→ **Your objective**:
Reproduce the entries shown below only from the line with "Target: patch of grass" down to the line with "drop one pin per instance, shaped like <point>90,10</point>.", keeping both end lines and copying each one exactly.

→ **Records supplied**:

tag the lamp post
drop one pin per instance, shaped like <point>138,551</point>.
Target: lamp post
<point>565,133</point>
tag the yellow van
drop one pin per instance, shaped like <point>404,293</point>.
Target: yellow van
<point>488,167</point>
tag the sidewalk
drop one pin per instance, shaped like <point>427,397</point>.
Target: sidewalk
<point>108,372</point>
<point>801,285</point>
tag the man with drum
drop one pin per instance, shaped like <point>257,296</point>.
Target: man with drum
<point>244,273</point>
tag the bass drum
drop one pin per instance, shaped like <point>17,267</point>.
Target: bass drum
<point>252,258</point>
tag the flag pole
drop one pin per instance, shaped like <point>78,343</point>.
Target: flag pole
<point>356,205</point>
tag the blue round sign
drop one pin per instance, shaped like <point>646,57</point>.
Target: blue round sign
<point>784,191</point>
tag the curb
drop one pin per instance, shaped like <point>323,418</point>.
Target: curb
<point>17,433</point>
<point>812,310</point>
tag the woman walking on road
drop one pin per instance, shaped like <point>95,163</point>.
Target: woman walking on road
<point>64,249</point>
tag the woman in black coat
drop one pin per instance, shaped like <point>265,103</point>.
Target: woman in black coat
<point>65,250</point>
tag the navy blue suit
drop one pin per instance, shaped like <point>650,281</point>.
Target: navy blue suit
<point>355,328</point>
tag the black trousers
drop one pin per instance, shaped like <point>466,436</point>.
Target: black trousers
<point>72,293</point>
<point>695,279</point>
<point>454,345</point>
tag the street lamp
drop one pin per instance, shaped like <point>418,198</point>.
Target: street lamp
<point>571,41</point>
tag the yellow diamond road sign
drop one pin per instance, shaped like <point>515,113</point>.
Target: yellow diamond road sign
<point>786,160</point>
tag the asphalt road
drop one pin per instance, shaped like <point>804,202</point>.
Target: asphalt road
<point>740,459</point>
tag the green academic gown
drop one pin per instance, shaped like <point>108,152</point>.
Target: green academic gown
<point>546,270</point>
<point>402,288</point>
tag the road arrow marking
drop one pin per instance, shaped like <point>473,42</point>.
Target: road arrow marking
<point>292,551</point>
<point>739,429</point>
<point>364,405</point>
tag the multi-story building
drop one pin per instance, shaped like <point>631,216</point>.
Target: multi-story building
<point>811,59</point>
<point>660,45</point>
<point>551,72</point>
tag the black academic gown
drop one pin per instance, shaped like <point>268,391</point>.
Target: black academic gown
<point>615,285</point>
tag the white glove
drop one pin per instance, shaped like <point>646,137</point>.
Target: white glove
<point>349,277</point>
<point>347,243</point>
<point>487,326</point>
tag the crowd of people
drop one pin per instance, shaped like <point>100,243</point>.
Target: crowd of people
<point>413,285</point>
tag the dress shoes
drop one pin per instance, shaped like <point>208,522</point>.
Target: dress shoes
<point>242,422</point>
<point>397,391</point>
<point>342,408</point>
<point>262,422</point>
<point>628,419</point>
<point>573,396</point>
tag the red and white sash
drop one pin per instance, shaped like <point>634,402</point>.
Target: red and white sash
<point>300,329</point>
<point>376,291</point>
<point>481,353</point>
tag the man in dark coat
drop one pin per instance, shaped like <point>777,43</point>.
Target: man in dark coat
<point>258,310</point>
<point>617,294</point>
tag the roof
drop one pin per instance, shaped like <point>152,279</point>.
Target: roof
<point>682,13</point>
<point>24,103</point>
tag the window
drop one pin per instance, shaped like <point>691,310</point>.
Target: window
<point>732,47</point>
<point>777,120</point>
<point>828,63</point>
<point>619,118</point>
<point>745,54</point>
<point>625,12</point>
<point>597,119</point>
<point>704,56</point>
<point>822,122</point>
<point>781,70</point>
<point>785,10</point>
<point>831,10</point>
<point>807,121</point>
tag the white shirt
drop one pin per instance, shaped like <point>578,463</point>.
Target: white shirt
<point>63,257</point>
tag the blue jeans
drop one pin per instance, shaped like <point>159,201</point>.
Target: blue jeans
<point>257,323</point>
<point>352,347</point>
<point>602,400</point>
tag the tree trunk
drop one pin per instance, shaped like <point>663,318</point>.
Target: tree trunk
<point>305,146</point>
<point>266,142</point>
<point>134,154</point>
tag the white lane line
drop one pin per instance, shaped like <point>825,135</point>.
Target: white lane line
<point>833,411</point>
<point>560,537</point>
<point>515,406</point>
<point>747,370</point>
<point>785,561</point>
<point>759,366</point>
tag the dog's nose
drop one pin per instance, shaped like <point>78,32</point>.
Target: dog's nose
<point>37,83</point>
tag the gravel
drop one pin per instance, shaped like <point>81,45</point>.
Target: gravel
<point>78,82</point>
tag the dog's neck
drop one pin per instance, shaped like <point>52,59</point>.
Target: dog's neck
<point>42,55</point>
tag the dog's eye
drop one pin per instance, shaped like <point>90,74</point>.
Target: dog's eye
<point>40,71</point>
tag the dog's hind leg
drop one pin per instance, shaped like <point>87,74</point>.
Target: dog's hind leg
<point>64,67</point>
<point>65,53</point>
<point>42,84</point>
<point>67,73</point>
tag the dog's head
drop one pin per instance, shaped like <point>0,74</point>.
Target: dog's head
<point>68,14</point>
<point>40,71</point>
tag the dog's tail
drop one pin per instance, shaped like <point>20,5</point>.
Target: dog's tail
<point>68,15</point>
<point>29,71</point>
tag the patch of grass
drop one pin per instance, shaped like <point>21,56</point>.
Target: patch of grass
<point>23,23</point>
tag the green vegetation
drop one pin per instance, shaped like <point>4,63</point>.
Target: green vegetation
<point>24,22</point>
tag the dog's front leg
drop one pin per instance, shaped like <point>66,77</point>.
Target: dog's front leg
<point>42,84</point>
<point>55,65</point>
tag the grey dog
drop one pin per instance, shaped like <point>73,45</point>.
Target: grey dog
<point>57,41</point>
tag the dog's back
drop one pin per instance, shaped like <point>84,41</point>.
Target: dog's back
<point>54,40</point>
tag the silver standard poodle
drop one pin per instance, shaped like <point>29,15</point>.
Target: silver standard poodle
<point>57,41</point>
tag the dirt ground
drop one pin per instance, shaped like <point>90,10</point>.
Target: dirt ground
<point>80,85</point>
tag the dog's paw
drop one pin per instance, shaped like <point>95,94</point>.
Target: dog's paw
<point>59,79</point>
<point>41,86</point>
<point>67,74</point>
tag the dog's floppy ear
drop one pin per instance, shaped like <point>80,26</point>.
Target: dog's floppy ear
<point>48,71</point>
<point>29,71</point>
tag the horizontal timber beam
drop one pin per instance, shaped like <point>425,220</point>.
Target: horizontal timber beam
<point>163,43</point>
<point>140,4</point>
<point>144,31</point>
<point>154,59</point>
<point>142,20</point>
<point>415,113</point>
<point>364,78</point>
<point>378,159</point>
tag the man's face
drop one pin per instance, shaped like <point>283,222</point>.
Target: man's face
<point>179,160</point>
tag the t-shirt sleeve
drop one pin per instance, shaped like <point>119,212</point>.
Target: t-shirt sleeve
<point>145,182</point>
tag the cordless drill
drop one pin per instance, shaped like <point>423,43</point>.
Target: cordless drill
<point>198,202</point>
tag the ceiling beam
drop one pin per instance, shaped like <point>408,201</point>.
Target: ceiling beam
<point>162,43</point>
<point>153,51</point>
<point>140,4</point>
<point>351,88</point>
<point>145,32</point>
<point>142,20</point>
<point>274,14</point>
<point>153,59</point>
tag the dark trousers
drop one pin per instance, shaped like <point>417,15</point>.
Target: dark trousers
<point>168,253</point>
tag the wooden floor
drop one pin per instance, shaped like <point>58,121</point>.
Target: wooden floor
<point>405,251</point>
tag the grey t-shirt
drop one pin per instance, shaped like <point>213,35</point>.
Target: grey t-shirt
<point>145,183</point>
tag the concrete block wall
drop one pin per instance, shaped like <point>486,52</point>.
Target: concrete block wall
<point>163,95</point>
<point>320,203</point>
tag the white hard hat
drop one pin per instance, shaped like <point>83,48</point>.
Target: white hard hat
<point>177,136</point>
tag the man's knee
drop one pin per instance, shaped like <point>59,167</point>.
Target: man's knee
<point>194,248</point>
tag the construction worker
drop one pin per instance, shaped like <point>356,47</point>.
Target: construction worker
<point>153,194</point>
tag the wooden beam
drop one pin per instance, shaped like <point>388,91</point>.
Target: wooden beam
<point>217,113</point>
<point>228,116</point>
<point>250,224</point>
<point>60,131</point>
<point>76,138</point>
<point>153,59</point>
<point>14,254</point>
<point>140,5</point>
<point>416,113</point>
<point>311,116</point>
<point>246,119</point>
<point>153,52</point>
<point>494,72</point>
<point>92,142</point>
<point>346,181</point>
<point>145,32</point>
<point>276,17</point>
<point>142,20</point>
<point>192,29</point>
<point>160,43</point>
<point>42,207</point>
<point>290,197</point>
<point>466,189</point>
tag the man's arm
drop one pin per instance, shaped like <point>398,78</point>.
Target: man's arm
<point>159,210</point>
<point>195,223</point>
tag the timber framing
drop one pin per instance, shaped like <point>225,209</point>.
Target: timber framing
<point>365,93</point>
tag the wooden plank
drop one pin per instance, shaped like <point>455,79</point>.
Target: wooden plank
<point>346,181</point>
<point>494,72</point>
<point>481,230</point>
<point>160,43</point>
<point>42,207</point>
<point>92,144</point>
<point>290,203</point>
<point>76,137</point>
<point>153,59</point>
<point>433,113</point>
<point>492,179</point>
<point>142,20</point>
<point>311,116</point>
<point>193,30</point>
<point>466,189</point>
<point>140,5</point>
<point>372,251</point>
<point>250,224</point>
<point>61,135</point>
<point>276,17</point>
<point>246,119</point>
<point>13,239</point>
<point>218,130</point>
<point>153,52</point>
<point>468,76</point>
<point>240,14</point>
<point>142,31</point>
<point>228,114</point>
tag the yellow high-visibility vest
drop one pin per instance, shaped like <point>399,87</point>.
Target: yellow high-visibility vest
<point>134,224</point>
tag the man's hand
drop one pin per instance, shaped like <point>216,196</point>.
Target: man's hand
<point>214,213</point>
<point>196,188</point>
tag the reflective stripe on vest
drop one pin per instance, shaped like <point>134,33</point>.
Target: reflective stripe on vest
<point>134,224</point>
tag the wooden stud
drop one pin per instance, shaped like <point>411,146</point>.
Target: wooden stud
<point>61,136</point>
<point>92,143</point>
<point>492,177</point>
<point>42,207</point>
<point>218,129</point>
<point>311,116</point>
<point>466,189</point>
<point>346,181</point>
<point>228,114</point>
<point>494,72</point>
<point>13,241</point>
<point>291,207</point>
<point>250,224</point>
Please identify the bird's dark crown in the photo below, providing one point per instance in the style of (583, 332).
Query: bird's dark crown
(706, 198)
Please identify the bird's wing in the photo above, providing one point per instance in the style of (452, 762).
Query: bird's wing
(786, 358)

→ **Answer**:
Target: patch of grass
<point>23,23</point>
tag the green vegetation
drop one pin per instance, shaped like <point>4,63</point>.
Target: green vegetation
<point>24,22</point>
tag the dog's front leg
drop one pin per instance, shaped like <point>66,77</point>.
Target: dog's front leg
<point>42,84</point>
<point>55,65</point>
tag the grey dog
drop one pin per instance, shaped like <point>73,45</point>.
Target: grey dog
<point>57,41</point>
tag the dog's back
drop one pin per instance, shaped like <point>84,41</point>.
Target: dog's back
<point>54,40</point>
tag the silver standard poodle
drop one pin per instance, shaped like <point>29,15</point>.
Target: silver standard poodle
<point>57,41</point>
tag the dirt ground
drop one pin per instance, shaped like <point>90,10</point>.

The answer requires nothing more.